⦾ Notes and links for Wednesday 15 April
Accidental ziggurat for lunch.
Status:
Took a sleeping pill last night because I really didn’t fancy another restless night of stress dreams. (I have a handful left from before I started on melatonin.) It worked, in that I woke up feeling fine for a change, though I was quickly back on edge with a stress headache and needed a lie down in the afternoon. I heard back from Meridian, the therapy centre, and I’m next on the list when a counsellor becomes available, so fingers crossed that’s soon as I feel there’s some psychic bloodletting to be done.
After my nap, and feeling somewhat better, I was out with the rabbits when I remembered I knew how to flatten a warped piece of wood using a router. So I made a very rudimentary sled to do that, and it worked! Very satisfying, and something I can do very slowly a little bit every day without exhausting myself.
So, you know, win some, lose some.
Reading:
- Stay Classy — Andrew O’Hagan collects the receipts from the astonishingly corrupt and entitled lives of Prince Andrew and family. Obsequious servility has a lot to answer for.

--------------------------------------------------

▸ **Complete the following**:
1) Can you retype the daily notes between "After my nap, and" and "to answer for.", inclusive?
2) Which people and organizations do the daily notes mention by name?
3) Can you carry on the daily notes from where they stop?
The records come from a separate source.

(Referring expression data)
--------------------------------------------------

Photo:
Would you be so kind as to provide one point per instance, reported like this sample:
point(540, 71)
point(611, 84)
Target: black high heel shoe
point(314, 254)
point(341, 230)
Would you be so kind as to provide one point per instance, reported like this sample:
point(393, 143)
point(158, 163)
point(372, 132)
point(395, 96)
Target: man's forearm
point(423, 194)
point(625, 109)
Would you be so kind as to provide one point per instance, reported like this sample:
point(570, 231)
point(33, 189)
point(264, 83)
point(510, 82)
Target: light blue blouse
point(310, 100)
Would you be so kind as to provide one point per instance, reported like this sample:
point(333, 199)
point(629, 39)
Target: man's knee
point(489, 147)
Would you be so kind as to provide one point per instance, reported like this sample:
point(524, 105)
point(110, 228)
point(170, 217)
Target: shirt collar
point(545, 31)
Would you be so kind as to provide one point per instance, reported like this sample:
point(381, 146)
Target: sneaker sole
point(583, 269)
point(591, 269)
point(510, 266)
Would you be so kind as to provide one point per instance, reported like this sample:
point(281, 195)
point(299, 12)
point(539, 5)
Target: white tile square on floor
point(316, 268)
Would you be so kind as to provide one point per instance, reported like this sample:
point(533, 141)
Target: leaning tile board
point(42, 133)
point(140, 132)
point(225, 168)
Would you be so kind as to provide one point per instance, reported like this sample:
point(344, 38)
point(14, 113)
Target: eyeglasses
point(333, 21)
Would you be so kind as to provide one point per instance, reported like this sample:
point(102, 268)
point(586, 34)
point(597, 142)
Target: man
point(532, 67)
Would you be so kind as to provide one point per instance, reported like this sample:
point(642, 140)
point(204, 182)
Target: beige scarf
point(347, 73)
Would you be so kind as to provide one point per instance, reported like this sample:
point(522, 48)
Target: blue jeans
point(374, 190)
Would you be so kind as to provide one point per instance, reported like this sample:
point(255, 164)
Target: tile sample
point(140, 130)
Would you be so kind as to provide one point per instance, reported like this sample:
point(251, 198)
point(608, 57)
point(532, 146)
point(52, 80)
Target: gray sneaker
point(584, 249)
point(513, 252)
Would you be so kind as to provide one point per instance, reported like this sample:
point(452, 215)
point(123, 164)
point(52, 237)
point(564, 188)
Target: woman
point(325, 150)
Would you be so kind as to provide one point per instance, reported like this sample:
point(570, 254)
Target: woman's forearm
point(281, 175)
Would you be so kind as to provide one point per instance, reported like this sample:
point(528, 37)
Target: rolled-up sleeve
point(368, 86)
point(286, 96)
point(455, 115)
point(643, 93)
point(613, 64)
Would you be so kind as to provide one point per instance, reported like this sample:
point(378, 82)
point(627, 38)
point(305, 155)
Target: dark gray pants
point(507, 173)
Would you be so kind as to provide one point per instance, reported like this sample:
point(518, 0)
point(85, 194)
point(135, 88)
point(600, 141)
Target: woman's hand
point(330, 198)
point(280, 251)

--------------------------------------------------

▸ **Replies**:
1)
After my nap, and feeling somewhat better, I was out with the rabbits when I remembered I knew how to flatten a warped piece of wood using a router. So I made a very rudimentary sled to do that, and it worked! Very satisfying, and something I can do very slowly a little bit every day without exhausting myself.
So, you know, win some, lose some.
Reading:
- Stay Classy — Andrew O’Hagan collects the receipts from the astonishingly corrupt and entitled lives of Prince Andrew and family. Obsequious servility has a lot to answer for.

2) Meridian, Andrew O’Hagan, Prince Andrew

3)
- Some writing from my retreat designed to support people like me — “To have long Covid is to be politics embodied, just as my queer HIV+ ancestors were. Harder to stigmatise us “long haulers” for our “life choices’”, but also easier to ignore."
- Reading is magic — Sam Kriss on the psychological implications of our post-literate age. Being able to read changes how you think in some quite radical ways and “the youth” are increasingly unable to read. What can this all mean?
- The artists sick of the pressure to promote on social media — “Seeing creative people chasing the algorithm, craving to go viral, and completely forgetting their purpose: it’s tiresome."
Watching:
- The fabulous engineering and design of duct tape (10:43) — For a while circa 2010 I joked that I was an artist working in the medium of duct tape as I would use it to make my various camera constructions, but this video is the first time I’ve fully understood how it works.